What you will do: Output every line of the entries from the line containing "post in this photo." through the last, exactly, with no other content.

Dataset excerpts:
** Begin **

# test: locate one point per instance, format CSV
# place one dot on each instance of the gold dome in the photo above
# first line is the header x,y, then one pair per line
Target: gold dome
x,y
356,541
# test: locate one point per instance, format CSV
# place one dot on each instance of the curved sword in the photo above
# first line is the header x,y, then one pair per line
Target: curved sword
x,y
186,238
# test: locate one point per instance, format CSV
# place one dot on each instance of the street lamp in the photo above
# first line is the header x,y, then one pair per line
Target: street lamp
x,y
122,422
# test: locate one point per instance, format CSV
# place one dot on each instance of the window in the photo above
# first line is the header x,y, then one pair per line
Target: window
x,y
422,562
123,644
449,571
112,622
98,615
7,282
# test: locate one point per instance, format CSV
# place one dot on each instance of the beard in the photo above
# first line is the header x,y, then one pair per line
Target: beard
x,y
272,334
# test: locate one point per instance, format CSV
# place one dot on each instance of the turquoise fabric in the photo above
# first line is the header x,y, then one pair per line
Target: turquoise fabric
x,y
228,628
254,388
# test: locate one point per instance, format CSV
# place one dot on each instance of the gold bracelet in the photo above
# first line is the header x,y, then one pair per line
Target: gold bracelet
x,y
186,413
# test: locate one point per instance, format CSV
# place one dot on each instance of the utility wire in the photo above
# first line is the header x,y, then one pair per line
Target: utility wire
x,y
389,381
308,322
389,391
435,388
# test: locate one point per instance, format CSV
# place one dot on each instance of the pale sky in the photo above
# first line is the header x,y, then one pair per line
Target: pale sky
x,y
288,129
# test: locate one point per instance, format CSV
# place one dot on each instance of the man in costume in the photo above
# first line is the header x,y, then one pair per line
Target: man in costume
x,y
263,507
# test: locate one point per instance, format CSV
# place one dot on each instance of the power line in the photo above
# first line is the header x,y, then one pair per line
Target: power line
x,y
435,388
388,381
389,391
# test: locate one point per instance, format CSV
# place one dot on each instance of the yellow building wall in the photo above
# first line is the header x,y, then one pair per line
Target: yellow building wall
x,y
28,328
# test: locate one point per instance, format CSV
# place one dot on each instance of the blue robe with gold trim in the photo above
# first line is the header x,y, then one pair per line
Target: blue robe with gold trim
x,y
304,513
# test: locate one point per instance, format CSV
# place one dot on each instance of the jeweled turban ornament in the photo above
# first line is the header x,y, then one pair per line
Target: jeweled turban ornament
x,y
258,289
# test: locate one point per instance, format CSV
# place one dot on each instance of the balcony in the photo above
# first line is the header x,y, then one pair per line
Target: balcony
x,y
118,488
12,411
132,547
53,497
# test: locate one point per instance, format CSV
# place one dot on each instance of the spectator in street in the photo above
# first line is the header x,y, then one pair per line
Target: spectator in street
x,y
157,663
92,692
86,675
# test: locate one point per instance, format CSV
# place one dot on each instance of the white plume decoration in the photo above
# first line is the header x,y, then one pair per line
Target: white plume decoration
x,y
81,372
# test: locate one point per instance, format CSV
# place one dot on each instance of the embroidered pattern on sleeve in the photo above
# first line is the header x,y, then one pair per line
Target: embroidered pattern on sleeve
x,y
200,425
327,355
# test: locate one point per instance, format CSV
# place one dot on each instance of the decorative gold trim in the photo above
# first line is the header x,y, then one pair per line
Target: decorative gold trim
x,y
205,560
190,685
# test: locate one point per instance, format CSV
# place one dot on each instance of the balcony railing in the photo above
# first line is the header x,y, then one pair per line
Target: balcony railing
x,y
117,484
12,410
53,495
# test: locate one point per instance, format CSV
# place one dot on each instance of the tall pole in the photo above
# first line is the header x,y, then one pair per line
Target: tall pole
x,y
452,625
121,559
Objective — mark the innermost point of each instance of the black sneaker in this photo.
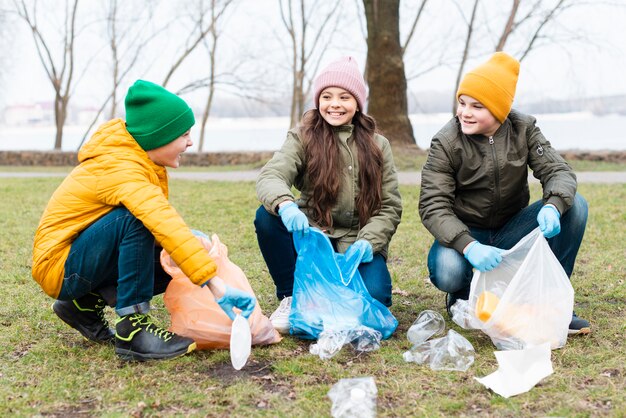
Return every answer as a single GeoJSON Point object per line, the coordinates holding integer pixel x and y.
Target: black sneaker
{"type": "Point", "coordinates": [86, 315]}
{"type": "Point", "coordinates": [450, 300]}
{"type": "Point", "coordinates": [139, 339]}
{"type": "Point", "coordinates": [578, 326]}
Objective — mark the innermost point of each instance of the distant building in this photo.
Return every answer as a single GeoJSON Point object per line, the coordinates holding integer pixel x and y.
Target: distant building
{"type": "Point", "coordinates": [42, 114]}
{"type": "Point", "coordinates": [36, 114]}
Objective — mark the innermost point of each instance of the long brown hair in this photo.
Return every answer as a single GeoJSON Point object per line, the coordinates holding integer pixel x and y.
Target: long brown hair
{"type": "Point", "coordinates": [324, 166]}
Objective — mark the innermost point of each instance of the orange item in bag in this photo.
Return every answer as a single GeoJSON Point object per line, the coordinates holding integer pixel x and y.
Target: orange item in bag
{"type": "Point", "coordinates": [194, 311]}
{"type": "Point", "coordinates": [486, 305]}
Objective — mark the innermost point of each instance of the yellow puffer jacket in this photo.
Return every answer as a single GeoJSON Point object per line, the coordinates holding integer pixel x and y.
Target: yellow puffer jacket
{"type": "Point", "coordinates": [113, 171]}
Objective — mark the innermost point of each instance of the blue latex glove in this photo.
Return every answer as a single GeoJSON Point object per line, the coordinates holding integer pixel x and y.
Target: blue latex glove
{"type": "Point", "coordinates": [357, 246]}
{"type": "Point", "coordinates": [293, 218]}
{"type": "Point", "coordinates": [235, 298]}
{"type": "Point", "coordinates": [483, 257]}
{"type": "Point", "coordinates": [549, 221]}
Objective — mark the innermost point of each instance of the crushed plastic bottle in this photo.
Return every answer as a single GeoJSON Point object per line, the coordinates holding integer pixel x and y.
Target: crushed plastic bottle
{"type": "Point", "coordinates": [330, 342]}
{"type": "Point", "coordinates": [463, 316]}
{"type": "Point", "coordinates": [353, 398]}
{"type": "Point", "coordinates": [458, 354]}
{"type": "Point", "coordinates": [452, 352]}
{"type": "Point", "coordinates": [428, 324]}
{"type": "Point", "coordinates": [365, 339]}
{"type": "Point", "coordinates": [240, 342]}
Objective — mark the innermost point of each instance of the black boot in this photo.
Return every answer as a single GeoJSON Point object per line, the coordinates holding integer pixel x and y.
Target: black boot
{"type": "Point", "coordinates": [86, 315]}
{"type": "Point", "coordinates": [138, 338]}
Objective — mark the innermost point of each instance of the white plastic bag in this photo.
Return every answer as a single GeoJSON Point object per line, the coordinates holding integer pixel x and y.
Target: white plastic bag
{"type": "Point", "coordinates": [240, 342]}
{"type": "Point", "coordinates": [527, 300]}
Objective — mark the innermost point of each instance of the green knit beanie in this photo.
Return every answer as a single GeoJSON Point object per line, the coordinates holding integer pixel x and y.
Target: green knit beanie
{"type": "Point", "coordinates": [154, 116]}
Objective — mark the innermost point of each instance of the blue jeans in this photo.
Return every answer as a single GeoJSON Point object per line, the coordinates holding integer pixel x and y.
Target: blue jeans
{"type": "Point", "coordinates": [115, 252]}
{"type": "Point", "coordinates": [276, 244]}
{"type": "Point", "coordinates": [451, 272]}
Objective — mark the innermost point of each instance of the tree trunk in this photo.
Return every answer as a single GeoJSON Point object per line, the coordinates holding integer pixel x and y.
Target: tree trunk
{"type": "Point", "coordinates": [385, 72]}
{"type": "Point", "coordinates": [60, 113]}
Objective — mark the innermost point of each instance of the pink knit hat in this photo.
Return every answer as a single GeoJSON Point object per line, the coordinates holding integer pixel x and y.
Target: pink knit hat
{"type": "Point", "coordinates": [343, 73]}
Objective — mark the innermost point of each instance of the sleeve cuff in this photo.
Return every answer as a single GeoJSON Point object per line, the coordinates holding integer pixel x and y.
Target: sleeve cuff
{"type": "Point", "coordinates": [461, 242]}
{"type": "Point", "coordinates": [558, 203]}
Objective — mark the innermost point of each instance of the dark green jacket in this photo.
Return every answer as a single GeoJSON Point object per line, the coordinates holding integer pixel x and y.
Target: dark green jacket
{"type": "Point", "coordinates": [287, 168]}
{"type": "Point", "coordinates": [476, 181]}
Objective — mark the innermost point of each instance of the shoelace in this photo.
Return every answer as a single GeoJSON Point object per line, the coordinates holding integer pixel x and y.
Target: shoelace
{"type": "Point", "coordinates": [284, 306]}
{"type": "Point", "coordinates": [100, 310]}
{"type": "Point", "coordinates": [150, 327]}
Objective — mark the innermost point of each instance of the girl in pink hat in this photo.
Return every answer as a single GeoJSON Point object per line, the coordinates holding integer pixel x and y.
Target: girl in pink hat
{"type": "Point", "coordinates": [347, 183]}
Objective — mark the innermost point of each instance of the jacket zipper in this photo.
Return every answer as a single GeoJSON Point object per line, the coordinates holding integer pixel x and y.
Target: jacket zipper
{"type": "Point", "coordinates": [497, 181]}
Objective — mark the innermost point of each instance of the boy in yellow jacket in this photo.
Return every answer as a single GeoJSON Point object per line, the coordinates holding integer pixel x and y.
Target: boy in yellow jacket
{"type": "Point", "coordinates": [101, 234]}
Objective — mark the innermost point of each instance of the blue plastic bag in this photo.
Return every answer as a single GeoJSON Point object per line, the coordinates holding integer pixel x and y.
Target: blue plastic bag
{"type": "Point", "coordinates": [329, 293]}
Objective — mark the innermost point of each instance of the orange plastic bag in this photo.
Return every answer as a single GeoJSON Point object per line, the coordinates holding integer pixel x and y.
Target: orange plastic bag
{"type": "Point", "coordinates": [194, 312]}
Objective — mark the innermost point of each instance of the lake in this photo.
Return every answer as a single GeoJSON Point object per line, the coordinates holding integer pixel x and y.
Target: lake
{"type": "Point", "coordinates": [569, 131]}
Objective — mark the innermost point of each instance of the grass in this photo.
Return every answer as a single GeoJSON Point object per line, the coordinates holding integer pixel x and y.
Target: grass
{"type": "Point", "coordinates": [46, 368]}
{"type": "Point", "coordinates": [411, 159]}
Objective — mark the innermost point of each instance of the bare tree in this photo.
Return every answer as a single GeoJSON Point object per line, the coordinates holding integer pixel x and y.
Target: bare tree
{"type": "Point", "coordinates": [527, 26]}
{"type": "Point", "coordinates": [306, 55]}
{"type": "Point", "coordinates": [385, 72]}
{"type": "Point", "coordinates": [468, 41]}
{"type": "Point", "coordinates": [60, 72]}
{"type": "Point", "coordinates": [201, 28]}
{"type": "Point", "coordinates": [127, 39]}
{"type": "Point", "coordinates": [216, 10]}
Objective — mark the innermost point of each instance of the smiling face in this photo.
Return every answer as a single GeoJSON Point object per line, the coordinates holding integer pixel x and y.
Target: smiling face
{"type": "Point", "coordinates": [475, 118]}
{"type": "Point", "coordinates": [337, 106]}
{"type": "Point", "coordinates": [169, 155]}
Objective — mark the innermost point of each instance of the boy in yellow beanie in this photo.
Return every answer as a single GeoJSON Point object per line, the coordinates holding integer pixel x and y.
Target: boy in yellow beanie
{"type": "Point", "coordinates": [99, 239]}
{"type": "Point", "coordinates": [474, 195]}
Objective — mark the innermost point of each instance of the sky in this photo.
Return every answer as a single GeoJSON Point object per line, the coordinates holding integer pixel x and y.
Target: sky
{"type": "Point", "coordinates": [560, 71]}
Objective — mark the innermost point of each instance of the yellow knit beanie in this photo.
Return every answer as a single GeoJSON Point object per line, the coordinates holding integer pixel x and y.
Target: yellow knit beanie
{"type": "Point", "coordinates": [493, 84]}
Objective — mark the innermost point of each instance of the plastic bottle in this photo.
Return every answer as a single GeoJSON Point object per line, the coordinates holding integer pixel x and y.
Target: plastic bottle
{"type": "Point", "coordinates": [353, 398]}
{"type": "Point", "coordinates": [240, 342]}
{"type": "Point", "coordinates": [427, 324]}
{"type": "Point", "coordinates": [486, 305]}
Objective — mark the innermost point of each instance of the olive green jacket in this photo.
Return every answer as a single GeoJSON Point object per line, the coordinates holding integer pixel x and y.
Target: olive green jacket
{"type": "Point", "coordinates": [476, 181]}
{"type": "Point", "coordinates": [287, 168]}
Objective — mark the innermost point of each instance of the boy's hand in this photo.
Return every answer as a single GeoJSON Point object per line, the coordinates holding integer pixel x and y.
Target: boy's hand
{"type": "Point", "coordinates": [368, 254]}
{"type": "Point", "coordinates": [228, 298]}
{"type": "Point", "coordinates": [549, 222]}
{"type": "Point", "coordinates": [235, 298]}
{"type": "Point", "coordinates": [483, 257]}
{"type": "Point", "coordinates": [293, 218]}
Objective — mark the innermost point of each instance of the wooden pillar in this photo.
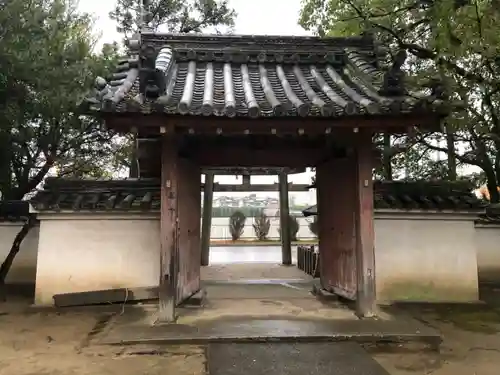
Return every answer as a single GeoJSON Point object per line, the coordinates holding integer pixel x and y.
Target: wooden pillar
{"type": "Point", "coordinates": [365, 238]}
{"type": "Point", "coordinates": [169, 231]}
{"type": "Point", "coordinates": [189, 215]}
{"type": "Point", "coordinates": [246, 180]}
{"type": "Point", "coordinates": [206, 224]}
{"type": "Point", "coordinates": [286, 245]}
{"type": "Point", "coordinates": [336, 195]}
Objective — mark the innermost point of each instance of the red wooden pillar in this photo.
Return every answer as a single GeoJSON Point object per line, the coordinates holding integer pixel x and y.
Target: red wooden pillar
{"type": "Point", "coordinates": [365, 237]}
{"type": "Point", "coordinates": [189, 211]}
{"type": "Point", "coordinates": [345, 225]}
{"type": "Point", "coordinates": [169, 230]}
{"type": "Point", "coordinates": [336, 193]}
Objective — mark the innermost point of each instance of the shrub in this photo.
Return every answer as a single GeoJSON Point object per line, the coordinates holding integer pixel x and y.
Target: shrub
{"type": "Point", "coordinates": [261, 226]}
{"type": "Point", "coordinates": [294, 227]}
{"type": "Point", "coordinates": [313, 226]}
{"type": "Point", "coordinates": [237, 224]}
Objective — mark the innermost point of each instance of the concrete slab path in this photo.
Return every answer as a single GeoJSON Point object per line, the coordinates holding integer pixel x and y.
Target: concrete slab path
{"type": "Point", "coordinates": [291, 359]}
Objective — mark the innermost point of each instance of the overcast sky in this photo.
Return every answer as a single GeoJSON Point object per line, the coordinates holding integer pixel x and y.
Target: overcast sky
{"type": "Point", "coordinates": [259, 17]}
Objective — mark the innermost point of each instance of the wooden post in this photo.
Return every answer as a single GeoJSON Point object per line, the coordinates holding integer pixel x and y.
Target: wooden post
{"type": "Point", "coordinates": [189, 215]}
{"type": "Point", "coordinates": [246, 180]}
{"type": "Point", "coordinates": [169, 231]}
{"type": "Point", "coordinates": [206, 224]}
{"type": "Point", "coordinates": [365, 238]}
{"type": "Point", "coordinates": [286, 245]}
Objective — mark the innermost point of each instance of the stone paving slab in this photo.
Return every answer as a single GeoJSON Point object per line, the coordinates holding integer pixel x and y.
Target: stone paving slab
{"type": "Point", "coordinates": [241, 329]}
{"type": "Point", "coordinates": [291, 359]}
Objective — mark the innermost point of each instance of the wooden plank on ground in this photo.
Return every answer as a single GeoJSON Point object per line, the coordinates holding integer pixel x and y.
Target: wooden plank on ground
{"type": "Point", "coordinates": [99, 297]}
{"type": "Point", "coordinates": [121, 295]}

** End **

Response to the exercise:
Objective — mark the innermost point of each instance of the wooden post in this photo.
Return every answer as a single GeoJSON Point object per line, the coordinates holding integer pixel x and y.
Target: wooden post
{"type": "Point", "coordinates": [189, 215]}
{"type": "Point", "coordinates": [246, 180]}
{"type": "Point", "coordinates": [169, 231]}
{"type": "Point", "coordinates": [206, 224]}
{"type": "Point", "coordinates": [365, 238]}
{"type": "Point", "coordinates": [286, 245]}
Objective — mark the innermost point of each instance of the stone paving slab in this photo.
Return every answer as a single GeoJSON Point object per line, the coordinates holding integer pixel x and y.
Target: stone paving slab
{"type": "Point", "coordinates": [241, 329]}
{"type": "Point", "coordinates": [291, 359]}
Objective — mark the innermost point of each instance of the wooden plank on ground in this photo.
Return every answer as a single GeoJSON Point object per line, the coordinates holding integer pixel x and y.
Target: wooden plank on ground
{"type": "Point", "coordinates": [99, 297]}
{"type": "Point", "coordinates": [121, 295]}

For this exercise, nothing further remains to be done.